# Study material
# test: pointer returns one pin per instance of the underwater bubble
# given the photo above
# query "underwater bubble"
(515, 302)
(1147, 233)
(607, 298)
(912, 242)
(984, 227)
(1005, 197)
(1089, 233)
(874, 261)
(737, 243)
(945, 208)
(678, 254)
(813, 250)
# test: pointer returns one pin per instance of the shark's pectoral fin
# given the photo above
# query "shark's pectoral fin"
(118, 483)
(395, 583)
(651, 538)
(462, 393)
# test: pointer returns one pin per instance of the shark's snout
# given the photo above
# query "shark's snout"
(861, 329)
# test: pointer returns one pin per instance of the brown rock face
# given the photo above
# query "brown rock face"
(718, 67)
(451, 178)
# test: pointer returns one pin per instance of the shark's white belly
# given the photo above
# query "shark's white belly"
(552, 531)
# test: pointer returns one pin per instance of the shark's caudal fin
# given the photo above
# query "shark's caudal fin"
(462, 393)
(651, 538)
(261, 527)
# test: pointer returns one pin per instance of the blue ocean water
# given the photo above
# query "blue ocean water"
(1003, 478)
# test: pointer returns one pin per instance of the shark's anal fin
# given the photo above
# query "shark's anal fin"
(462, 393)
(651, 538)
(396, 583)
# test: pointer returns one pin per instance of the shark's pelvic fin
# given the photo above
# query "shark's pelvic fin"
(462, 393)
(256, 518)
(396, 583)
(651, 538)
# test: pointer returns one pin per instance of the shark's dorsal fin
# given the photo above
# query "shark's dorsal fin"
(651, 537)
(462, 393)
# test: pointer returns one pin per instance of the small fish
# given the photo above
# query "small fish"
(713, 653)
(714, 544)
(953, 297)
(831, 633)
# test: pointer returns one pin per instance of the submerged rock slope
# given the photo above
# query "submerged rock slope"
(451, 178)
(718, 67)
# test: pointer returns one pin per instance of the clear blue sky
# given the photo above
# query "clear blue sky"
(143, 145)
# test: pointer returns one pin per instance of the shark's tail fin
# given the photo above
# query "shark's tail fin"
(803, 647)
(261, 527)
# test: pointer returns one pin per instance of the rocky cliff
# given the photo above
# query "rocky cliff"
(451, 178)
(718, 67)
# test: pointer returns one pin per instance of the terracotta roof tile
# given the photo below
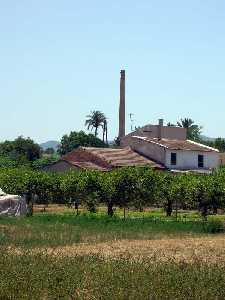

# To do
Set the listing above down again exactly, leaving pictures out.

# Response area
# test: pointer returns one pin per instance of the underwater bubble
# given the photo above
# query "underwater bubble"
(515, 302)
(1147, 233)
(607, 298)
(912, 242)
(984, 227)
(1005, 197)
(1089, 233)
(874, 261)
(737, 243)
(945, 208)
(678, 254)
(813, 250)
# test: pointer returns one pin per instance of the shark's pectoral fin
# given the photo above
# query "shark's pectoral fin"
(118, 483)
(395, 583)
(651, 538)
(462, 393)
# test: pointer returns one pin per instance of the shark's snout
# given the photo above
# query "shark's snout"
(861, 329)
# test: pointer returns one pin per instance of the brown rock face
# given the photo above
# query "brown rock face"
(718, 67)
(451, 178)
# test: pointer returns one pin per instance of the shark's white belly
# given the photo above
# query "shark's white belly"
(552, 531)
# test: pointer returns one pin per instance of the shark's caudal fin
# given the photo above
# query "shark's caudal fin"
(462, 393)
(651, 538)
(261, 527)
# test: pointer returns one pin per instance of the blue ocean water
# given the photo above
# query "blue ocean water"
(1003, 478)
# test: pointer returns one pin per instance of the shark's anal fin
# given the photo above
# query "shark's anal fin"
(462, 393)
(651, 538)
(396, 583)
# test: pointer returns one pin per instance of the shark's pelvic fin
# given the photo above
# query "shark's pelvic fin"
(462, 393)
(256, 518)
(396, 583)
(651, 538)
# test: pointer returns one pin per instance of the shark's dorsal fin
# given the photo above
# query "shark's dorsal fin"
(651, 537)
(462, 393)
# test: pointer returns one pin per instance of the small fish
# given the photo above
# query "small fish"
(713, 653)
(714, 544)
(953, 297)
(831, 633)
# test: pointer returns one pin per instance of the submerged rock slope
# given the photo above
# query "submerged rock slope"
(451, 178)
(718, 67)
# test: pointer returns one pin per instance of the clear blue sky
# given the photo above
# query "clear blue sky"
(143, 145)
# test: pointer returns one pin per instance of the shark's tail fin
# given the photo above
# query "shark's tail fin"
(803, 647)
(261, 527)
# test: pointer returns one pin per instance of the rocky cliff
# given the photo above
# query "rocky cliff"
(451, 178)
(718, 67)
# test: pointer returns one pin per instance of the terracotta roof tile
# given the photo below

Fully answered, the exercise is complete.